[SET PROBLEM]:
Substitute "largest circle" for every occurrence of "biggest circle" in the data below, and leave everything else unchanged.

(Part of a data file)

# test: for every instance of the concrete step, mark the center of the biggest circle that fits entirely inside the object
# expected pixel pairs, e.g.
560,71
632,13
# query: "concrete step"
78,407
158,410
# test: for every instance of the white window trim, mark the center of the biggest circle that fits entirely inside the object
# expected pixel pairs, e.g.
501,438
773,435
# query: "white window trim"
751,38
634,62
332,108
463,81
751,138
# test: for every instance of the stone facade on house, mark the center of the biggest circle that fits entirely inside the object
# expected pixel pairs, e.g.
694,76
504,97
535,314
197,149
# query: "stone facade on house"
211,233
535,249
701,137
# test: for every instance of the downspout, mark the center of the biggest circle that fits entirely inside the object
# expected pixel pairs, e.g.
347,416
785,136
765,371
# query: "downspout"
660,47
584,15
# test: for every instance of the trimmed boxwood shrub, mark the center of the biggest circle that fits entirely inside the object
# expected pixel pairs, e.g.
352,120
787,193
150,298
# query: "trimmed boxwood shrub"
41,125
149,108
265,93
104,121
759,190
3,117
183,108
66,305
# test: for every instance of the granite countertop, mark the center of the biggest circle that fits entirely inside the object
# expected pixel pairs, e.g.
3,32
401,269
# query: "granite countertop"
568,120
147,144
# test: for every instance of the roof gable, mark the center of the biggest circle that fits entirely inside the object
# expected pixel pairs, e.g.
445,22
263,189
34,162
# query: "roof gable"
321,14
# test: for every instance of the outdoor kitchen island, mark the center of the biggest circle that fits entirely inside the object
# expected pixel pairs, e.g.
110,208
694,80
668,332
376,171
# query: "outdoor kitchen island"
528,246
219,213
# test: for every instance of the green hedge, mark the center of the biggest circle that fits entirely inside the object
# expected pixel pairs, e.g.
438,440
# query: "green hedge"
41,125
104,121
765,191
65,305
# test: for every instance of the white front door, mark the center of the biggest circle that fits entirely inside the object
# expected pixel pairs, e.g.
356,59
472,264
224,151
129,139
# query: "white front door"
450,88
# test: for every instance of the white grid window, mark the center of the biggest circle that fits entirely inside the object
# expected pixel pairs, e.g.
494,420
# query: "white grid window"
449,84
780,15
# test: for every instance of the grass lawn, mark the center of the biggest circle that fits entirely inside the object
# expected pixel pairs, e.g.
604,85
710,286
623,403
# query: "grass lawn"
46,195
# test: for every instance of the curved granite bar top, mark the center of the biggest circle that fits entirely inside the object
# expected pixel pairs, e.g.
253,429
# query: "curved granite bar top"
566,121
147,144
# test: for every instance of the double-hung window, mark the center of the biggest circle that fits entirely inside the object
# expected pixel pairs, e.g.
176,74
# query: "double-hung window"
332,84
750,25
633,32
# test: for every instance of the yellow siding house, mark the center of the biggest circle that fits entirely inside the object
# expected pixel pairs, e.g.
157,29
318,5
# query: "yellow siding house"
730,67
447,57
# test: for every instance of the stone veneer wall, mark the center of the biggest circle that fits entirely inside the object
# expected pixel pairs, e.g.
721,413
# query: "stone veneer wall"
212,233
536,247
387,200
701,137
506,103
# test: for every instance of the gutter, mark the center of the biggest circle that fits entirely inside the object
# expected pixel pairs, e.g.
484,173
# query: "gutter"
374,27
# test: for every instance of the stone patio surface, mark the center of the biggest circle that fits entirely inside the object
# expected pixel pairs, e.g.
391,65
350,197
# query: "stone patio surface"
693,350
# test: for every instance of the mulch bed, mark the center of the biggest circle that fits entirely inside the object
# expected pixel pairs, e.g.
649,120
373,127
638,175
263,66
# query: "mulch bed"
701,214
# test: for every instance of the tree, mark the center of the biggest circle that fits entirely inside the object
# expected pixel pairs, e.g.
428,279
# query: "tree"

[THE RESULT]:
# test: for every instance of the concrete step, mark the center of the largest circle that fits entirely inside the object
# expected pixel pairs, e.g.
560,71
632,13
# query: "concrete step"
78,407
158,410
# test: for every instance of the white window trim, mark the center of the largest circle that fits entirely inside the object
# expected pixel pairs, e.g.
501,438
773,435
# query: "white window trim"
751,38
634,62
332,108
463,81
751,138
# test: for every instance of the stone facade on house, mark the center of the largest circle that fits entirely inside the object
# expected pixel pairs, e.g.
694,76
504,97
535,314
197,149
# query: "stone facade on house"
211,233
535,249
701,137
# test: for every instance of the downspout, mark the center of the largest circle that fits entirely inside the object
# expected pixel pairs, e.g.
347,416
785,136
765,371
# query: "downspout"
660,47
584,15
# test: for every instance of the trimmed boxwood shrub, mark the center of the largest circle that fits entirely inside the object
# expected pixel pairs, e.g.
352,120
787,193
150,298
# query: "trimmed boxwood shrub"
41,125
149,108
265,93
104,121
759,190
3,117
183,108
66,305
# test: for every instance of the granite countertop, mark the center of the largest circle that fits entirely inside the object
# expected pixel pairs, e.g.
3,32
401,269
# query: "granite countertop"
568,120
147,144
# test: for every instance of the roof gable, mark the center of the largest circle that fits entirely inside the object
# expected pixel pairs, e.g.
445,22
263,189
34,162
# query: "roof gable"
321,14
# test: for every instance of the outdoor kitchen island, mark the center of the largest circle that fits entirely inside the object
# expected pixel pairs, e.g.
110,208
694,80
668,332
376,171
# query: "outdoor kitchen island"
528,246
219,213
# test: for every instance of the green hedge, mark the center of the largest circle that fits entirely inside the object
# expected pixel pairs, e.g.
438,440
# query: "green hedge"
41,125
104,121
765,191
65,305
# test: for every instance of the white front door, mark the center of the largest circle that fits entirely inside the object
# expected pixel pairs, e.g.
356,59
472,264
224,151
129,139
# query: "white front door"
450,88
# test: for every instance of the white grid window, mark the center of the largest circle that fits entirely inside the object
# expected pixel pairs, e.g.
494,420
# query: "white grid window"
449,84
780,15
# test: for every instance of the grass lawn, mark the center of the largest circle that fits entirely inside the object
# expected pixel pairs, e.g.
604,85
710,286
623,403
# query: "grass lawn"
46,195
# test: for every instance of the curved granite bar top, mark the center of the largest circle that fits entirely inside the object
# expected pixel pairs, e.g.
253,429
# query: "curved granite bar top"
566,121
147,144
# test: for every instance of the double-hung window, mark the center of the largest circle that fits entirely inside the object
# expected pixel pairs, e.g.
176,74
# query: "double-hung window"
332,84
750,25
633,32
# test: for every instance of the yellow siding house, mark the center of the largest circle that fits entirely inside the object
# expected pixel pairs, e.g.
157,29
318,5
# query: "yellow siding house"
730,67
447,57
# test: for every instance of the stone veneer wall, mark the center of the largest circle that fits entirely inside the object
# expected pixel pairs, e.g.
721,413
# query: "stone veneer wall"
212,233
536,247
387,200
701,137
506,103
# test: for every instance of the gutter, mark the center of the largest circle that fits entirely inside the object
# expected pixel pairs, e.g.
484,173
# query: "gutter"
374,27
# test: for every instance of the stone patio surface, mark the center of the largest circle that fits entirely inside the object
# expected pixel pairs, e.g.
391,65
350,197
# query: "stone patio surface"
693,350
# test: for every instance of the mulch bed, mark the center of the largest circle that fits entirely inside the object
# expected pixel pairs, e.g.
649,120
373,127
638,175
263,66
# query: "mulch bed"
701,214
# test: for every instance of the tree, mark the center of the largest circle that fits entirely inside the object
# expected pixel pairs, e.g.
428,279
# query: "tree"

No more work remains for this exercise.